[GOAL OF THE EXERCISE]
Turn the part of the material that opens with the line containing "For quality assurance, re-label every tire" and closes with the line containing "417 135 455 196" into a numbered list, one item per line, with both of those lines included and any blank lines dropped.

[DATASET EXTRACT]
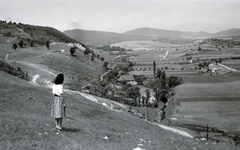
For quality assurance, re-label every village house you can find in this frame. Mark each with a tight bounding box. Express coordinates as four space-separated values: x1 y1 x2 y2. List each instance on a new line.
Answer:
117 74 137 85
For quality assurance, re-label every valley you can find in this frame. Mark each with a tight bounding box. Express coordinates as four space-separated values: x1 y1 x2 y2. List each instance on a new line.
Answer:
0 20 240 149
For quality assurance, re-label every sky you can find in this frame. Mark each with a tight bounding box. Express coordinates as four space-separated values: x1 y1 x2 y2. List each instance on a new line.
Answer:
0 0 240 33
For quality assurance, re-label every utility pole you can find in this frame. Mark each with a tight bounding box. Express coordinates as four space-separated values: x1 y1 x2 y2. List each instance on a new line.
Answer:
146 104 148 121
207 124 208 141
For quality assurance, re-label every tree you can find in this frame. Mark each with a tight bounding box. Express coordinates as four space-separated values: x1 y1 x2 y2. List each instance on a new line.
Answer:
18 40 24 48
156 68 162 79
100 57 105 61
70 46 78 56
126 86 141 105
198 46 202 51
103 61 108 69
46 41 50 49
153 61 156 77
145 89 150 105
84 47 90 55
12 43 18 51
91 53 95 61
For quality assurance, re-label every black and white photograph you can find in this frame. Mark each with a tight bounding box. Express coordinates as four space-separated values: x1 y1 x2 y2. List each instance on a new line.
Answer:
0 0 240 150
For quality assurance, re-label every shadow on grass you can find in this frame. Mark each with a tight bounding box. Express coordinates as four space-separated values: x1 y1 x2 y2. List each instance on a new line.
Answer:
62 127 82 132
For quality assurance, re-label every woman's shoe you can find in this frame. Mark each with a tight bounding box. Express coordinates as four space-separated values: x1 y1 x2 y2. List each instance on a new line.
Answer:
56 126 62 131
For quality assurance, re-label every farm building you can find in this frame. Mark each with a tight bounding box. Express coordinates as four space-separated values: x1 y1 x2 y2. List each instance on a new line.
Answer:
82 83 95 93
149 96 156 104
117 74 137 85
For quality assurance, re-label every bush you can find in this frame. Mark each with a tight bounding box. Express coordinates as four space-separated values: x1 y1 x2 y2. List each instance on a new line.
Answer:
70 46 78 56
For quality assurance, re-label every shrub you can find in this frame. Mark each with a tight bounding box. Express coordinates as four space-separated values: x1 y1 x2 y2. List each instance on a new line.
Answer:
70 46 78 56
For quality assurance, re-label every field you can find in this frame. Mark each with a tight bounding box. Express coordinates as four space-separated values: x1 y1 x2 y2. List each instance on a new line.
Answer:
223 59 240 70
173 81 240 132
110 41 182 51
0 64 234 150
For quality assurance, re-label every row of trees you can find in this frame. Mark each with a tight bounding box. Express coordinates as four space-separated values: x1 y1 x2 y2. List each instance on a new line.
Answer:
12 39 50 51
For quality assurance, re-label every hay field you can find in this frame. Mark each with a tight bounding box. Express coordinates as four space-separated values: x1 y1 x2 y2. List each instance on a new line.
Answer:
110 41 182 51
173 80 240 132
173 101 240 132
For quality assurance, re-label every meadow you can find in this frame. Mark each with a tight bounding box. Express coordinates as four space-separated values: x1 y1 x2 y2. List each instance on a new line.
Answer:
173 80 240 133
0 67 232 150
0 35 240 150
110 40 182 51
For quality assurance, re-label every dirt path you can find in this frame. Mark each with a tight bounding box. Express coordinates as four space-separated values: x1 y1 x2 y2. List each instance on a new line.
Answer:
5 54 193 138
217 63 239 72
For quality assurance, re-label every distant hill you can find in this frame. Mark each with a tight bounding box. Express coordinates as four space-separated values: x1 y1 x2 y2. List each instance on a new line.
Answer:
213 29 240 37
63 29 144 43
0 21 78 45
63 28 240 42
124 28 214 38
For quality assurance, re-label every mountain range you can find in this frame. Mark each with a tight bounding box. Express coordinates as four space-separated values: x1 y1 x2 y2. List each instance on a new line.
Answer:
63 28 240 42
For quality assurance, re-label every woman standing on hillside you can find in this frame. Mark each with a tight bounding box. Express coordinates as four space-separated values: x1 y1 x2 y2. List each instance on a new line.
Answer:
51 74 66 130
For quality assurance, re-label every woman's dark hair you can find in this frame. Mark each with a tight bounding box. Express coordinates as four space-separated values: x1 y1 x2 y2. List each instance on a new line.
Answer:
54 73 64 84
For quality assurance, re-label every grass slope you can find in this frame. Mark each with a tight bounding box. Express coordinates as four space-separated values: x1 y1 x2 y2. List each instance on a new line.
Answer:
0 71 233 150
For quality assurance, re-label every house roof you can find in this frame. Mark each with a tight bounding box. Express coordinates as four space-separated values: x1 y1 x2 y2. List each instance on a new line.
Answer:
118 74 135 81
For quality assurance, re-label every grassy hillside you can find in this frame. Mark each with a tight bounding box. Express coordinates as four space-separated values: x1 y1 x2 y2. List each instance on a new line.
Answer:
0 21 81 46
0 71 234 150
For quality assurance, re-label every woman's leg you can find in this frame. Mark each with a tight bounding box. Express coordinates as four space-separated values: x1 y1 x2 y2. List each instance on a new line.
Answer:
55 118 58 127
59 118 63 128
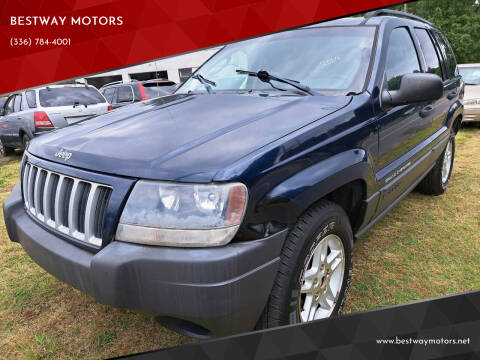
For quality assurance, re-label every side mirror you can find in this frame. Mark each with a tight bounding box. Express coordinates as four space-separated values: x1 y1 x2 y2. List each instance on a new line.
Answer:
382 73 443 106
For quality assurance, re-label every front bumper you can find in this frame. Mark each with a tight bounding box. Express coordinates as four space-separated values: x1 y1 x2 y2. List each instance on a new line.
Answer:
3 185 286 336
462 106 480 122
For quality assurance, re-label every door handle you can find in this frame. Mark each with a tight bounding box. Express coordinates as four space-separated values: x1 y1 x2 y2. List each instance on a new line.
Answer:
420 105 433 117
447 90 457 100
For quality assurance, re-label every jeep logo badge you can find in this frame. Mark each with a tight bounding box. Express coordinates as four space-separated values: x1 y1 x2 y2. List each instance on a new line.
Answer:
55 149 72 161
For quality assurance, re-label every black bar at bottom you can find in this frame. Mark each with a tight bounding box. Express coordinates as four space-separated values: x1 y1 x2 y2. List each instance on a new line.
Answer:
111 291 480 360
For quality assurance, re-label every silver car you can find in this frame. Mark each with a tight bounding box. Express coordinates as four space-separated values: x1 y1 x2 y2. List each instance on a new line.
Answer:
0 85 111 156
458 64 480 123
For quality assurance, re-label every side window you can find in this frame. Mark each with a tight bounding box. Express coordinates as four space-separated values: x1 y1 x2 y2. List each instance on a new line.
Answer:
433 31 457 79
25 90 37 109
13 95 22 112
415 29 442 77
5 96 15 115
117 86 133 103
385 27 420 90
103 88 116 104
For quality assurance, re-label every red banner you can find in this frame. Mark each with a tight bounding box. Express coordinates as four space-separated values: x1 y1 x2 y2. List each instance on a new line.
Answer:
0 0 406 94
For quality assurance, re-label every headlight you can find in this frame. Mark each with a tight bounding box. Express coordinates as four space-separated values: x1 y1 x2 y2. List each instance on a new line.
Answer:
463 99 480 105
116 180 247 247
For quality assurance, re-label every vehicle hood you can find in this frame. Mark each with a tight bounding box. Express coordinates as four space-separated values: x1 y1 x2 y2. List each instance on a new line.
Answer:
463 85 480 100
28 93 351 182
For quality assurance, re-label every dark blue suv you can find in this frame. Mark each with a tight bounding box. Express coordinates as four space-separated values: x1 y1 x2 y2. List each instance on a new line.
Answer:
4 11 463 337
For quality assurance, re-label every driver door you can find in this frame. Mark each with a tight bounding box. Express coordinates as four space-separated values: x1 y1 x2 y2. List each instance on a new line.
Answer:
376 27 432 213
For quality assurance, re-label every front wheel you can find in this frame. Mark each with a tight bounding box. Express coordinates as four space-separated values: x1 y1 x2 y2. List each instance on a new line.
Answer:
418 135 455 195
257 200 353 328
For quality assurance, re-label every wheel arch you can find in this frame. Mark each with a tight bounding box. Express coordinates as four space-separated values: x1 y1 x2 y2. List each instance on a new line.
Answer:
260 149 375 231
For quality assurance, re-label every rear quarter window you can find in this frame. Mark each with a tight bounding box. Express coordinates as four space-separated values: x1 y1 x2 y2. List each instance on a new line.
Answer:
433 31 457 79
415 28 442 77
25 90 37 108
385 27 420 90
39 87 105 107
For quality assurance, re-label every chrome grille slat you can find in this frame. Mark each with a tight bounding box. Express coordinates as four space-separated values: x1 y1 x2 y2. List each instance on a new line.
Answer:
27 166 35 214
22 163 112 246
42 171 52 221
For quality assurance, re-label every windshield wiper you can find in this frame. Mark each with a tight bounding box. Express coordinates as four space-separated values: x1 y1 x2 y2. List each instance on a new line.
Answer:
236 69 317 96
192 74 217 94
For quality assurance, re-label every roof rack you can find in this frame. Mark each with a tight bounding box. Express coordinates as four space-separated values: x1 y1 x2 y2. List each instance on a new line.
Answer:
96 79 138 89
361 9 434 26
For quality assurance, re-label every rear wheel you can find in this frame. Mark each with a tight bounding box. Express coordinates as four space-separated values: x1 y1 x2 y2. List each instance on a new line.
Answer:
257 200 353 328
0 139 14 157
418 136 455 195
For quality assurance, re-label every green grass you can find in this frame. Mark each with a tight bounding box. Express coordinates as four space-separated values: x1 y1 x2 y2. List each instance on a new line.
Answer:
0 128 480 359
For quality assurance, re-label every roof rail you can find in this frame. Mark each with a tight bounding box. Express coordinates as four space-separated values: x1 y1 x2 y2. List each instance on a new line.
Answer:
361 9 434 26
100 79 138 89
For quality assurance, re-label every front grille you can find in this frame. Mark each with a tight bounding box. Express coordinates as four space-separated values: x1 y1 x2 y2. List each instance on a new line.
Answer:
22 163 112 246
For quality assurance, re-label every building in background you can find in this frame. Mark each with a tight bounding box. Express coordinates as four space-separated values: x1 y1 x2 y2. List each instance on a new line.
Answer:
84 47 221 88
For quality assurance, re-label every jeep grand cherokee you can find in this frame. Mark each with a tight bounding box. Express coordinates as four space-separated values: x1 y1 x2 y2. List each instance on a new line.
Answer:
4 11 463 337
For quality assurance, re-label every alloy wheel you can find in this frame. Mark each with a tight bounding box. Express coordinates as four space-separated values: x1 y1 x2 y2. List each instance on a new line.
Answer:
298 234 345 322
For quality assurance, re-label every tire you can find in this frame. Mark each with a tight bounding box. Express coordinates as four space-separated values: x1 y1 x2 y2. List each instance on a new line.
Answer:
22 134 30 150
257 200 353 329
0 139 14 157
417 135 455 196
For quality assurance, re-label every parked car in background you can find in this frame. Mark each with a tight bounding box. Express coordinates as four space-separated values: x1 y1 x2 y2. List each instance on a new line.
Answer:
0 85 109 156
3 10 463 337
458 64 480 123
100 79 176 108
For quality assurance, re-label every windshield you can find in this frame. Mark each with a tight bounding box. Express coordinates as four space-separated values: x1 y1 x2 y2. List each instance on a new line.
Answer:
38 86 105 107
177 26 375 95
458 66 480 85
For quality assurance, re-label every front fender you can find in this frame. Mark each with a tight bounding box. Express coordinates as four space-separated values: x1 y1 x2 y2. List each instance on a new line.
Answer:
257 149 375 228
==
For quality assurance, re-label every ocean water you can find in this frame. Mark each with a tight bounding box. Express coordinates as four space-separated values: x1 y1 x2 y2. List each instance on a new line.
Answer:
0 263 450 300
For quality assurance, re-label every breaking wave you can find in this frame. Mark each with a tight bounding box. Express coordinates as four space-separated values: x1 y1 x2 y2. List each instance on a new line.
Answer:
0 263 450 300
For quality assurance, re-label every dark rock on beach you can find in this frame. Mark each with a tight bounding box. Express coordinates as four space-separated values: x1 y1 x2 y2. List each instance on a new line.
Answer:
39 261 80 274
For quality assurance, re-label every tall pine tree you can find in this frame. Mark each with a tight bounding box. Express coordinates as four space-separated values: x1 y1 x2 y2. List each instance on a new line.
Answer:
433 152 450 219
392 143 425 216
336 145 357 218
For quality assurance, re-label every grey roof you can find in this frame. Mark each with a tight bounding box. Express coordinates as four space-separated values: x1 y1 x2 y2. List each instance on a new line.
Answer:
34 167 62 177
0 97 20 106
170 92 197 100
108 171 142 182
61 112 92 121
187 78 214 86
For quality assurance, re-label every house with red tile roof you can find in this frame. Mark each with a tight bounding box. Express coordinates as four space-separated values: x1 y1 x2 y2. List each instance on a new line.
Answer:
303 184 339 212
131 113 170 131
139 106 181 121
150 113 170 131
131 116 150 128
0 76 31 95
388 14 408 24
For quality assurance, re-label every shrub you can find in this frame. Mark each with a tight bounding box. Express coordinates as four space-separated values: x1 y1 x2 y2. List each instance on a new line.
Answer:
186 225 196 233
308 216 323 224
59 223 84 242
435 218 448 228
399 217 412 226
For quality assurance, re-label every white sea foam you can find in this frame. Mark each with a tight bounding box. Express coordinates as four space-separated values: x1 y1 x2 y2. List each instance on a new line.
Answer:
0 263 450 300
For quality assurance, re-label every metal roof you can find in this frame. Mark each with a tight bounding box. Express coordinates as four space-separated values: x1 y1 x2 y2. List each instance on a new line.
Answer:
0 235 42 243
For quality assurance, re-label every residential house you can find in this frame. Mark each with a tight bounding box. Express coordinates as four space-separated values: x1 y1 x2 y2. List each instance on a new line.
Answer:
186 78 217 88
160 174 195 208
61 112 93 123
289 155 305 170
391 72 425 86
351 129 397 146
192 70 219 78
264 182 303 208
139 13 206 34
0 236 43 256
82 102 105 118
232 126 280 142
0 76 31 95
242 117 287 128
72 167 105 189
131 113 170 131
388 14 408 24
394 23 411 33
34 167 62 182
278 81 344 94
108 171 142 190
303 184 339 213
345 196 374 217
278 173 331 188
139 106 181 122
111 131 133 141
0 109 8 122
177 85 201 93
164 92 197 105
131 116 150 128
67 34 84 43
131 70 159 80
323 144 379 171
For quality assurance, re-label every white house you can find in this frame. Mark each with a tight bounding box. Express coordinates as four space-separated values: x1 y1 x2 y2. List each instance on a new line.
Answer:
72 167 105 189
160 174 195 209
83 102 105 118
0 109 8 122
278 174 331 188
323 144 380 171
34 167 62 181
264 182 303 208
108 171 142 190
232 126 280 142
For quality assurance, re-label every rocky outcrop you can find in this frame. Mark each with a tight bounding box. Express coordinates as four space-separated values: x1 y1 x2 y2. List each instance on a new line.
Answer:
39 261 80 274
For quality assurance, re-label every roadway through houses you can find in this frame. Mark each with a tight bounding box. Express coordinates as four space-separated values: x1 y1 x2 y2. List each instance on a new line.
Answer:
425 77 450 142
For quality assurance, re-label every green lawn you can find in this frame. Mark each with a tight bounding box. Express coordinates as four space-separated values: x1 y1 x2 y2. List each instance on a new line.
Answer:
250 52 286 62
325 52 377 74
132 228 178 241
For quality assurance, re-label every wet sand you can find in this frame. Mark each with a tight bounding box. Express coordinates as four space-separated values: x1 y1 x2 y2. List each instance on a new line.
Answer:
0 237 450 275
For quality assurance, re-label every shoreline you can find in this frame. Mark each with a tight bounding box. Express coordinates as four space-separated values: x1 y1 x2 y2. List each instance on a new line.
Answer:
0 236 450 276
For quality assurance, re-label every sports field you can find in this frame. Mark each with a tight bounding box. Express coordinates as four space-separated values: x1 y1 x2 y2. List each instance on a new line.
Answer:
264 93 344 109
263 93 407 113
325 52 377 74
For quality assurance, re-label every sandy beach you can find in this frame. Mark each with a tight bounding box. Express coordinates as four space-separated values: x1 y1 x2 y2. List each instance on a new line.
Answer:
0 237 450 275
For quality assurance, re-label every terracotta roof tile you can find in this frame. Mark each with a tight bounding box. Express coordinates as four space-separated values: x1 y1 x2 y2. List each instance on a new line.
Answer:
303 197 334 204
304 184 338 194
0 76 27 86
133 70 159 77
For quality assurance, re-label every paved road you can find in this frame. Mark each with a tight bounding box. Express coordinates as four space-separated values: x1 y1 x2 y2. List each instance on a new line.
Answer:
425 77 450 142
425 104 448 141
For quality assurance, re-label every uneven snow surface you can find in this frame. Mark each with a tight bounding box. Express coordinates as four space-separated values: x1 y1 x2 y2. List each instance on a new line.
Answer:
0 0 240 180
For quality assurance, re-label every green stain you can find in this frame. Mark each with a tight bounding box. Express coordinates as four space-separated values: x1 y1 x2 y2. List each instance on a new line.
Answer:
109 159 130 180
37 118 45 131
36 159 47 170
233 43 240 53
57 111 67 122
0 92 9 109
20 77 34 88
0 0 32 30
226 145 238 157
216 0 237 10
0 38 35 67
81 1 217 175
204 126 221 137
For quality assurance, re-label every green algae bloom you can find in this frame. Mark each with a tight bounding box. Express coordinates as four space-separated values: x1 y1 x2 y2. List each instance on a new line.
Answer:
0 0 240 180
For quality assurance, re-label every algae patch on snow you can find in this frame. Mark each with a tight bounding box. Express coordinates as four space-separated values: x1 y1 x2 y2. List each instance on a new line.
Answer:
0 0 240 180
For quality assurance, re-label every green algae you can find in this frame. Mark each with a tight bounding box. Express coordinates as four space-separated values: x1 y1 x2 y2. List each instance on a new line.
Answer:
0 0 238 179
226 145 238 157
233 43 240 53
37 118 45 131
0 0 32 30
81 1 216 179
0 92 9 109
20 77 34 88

[ANSWER TO THE TASK]
1. For quality assurance, re-label every tire you can find in this frame. Mark each with a tight bounding box. Express coordinates as four space-separated values: x1 y1 x2 y2. List each instance on a new line.
2. Answer:
3. 22 134 30 150
4. 257 200 353 329
5. 0 139 14 157
6. 417 135 455 196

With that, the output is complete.